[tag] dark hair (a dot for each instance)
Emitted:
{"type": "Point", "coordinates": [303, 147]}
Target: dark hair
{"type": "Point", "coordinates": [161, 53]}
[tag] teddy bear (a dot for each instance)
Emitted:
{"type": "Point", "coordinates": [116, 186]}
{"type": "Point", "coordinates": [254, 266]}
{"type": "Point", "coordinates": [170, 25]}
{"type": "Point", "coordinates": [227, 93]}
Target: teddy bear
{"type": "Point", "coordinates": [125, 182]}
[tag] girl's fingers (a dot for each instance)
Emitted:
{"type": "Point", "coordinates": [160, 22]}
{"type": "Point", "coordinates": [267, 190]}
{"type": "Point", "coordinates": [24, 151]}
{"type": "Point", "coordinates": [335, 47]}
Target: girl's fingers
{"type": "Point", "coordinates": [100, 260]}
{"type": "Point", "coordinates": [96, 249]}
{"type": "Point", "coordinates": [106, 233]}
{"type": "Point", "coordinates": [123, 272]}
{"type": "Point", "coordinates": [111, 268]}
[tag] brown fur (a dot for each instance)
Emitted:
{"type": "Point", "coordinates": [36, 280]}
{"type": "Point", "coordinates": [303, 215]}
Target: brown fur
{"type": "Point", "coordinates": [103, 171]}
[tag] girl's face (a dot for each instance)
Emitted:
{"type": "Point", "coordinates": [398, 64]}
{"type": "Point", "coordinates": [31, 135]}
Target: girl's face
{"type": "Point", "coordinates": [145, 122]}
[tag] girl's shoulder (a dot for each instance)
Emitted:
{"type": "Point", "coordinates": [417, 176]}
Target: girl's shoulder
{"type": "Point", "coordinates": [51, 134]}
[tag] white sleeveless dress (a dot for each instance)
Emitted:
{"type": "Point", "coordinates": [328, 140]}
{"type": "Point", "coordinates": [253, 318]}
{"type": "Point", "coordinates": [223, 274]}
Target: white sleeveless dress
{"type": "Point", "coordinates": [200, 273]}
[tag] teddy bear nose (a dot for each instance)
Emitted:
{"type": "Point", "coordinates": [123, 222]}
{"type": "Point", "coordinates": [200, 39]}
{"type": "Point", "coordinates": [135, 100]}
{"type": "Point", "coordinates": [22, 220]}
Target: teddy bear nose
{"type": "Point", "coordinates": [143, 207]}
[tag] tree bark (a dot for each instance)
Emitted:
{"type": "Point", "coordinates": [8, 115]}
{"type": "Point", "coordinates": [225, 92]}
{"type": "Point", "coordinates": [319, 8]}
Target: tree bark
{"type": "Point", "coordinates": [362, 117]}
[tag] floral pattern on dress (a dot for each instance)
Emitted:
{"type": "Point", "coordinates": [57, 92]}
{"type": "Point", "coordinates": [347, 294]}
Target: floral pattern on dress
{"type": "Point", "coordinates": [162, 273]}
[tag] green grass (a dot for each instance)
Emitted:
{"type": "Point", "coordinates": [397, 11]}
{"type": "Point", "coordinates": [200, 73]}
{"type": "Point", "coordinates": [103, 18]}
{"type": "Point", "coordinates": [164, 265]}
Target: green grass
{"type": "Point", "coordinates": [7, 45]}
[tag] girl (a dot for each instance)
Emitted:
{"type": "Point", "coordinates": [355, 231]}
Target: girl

What you have to do.
Repeat all of the data shown above, exactly as it appears.

Answer area.
[tag] dark hair (a dot for each instance)
Emitted:
{"type": "Point", "coordinates": [303, 147]}
Target: dark hair
{"type": "Point", "coordinates": [161, 53]}
[tag] teddy bear (a dot for each instance)
Emitted:
{"type": "Point", "coordinates": [116, 186]}
{"type": "Point", "coordinates": [254, 266]}
{"type": "Point", "coordinates": [170, 25]}
{"type": "Point", "coordinates": [227, 93]}
Target: teddy bear
{"type": "Point", "coordinates": [125, 182]}
[tag] girl's fingers (a dot for each instance)
Emitted:
{"type": "Point", "coordinates": [160, 22]}
{"type": "Point", "coordinates": [267, 190]}
{"type": "Point", "coordinates": [24, 151]}
{"type": "Point", "coordinates": [335, 47]}
Target: girl's fingers
{"type": "Point", "coordinates": [100, 260]}
{"type": "Point", "coordinates": [96, 249]}
{"type": "Point", "coordinates": [106, 233]}
{"type": "Point", "coordinates": [123, 272]}
{"type": "Point", "coordinates": [111, 268]}
[tag] brown fur (a dot for each instance)
Emitted:
{"type": "Point", "coordinates": [36, 280]}
{"type": "Point", "coordinates": [303, 215]}
Target: brown fur
{"type": "Point", "coordinates": [103, 171]}
[tag] girl's face (a dot for each instance)
Emitted:
{"type": "Point", "coordinates": [398, 64]}
{"type": "Point", "coordinates": [31, 135]}
Target: girl's face
{"type": "Point", "coordinates": [145, 122]}
[tag] girl's shoulder (a dot for each instance)
Emitted:
{"type": "Point", "coordinates": [417, 176]}
Target: girl's shoulder
{"type": "Point", "coordinates": [51, 134]}
[tag] white sleeveless dress (a dot for each instance)
Emitted:
{"type": "Point", "coordinates": [328, 140]}
{"type": "Point", "coordinates": [253, 318]}
{"type": "Point", "coordinates": [223, 274]}
Target: white sleeveless dress
{"type": "Point", "coordinates": [200, 273]}
[tag] teddy bear nose (a dot for each instance)
Emitted:
{"type": "Point", "coordinates": [123, 222]}
{"type": "Point", "coordinates": [200, 39]}
{"type": "Point", "coordinates": [135, 100]}
{"type": "Point", "coordinates": [22, 220]}
Target: teddy bear nose
{"type": "Point", "coordinates": [143, 207]}
[tag] tree bark (a dot for each instance)
Emitted:
{"type": "Point", "coordinates": [8, 115]}
{"type": "Point", "coordinates": [225, 92]}
{"type": "Point", "coordinates": [319, 8]}
Target: tree bark
{"type": "Point", "coordinates": [362, 117]}
[tag] floral pattern on dress (a dot for each instance)
Emitted:
{"type": "Point", "coordinates": [57, 92]}
{"type": "Point", "coordinates": [347, 294]}
Target: floral pattern on dress
{"type": "Point", "coordinates": [162, 273]}
[tag] green grass (a dot for each instance)
Emitted:
{"type": "Point", "coordinates": [397, 11]}
{"type": "Point", "coordinates": [200, 73]}
{"type": "Point", "coordinates": [103, 18]}
{"type": "Point", "coordinates": [164, 265]}
Target: green grass
{"type": "Point", "coordinates": [7, 45]}
[tag] girl (a dot for each instance)
Emitted:
{"type": "Point", "coordinates": [355, 231]}
Target: girl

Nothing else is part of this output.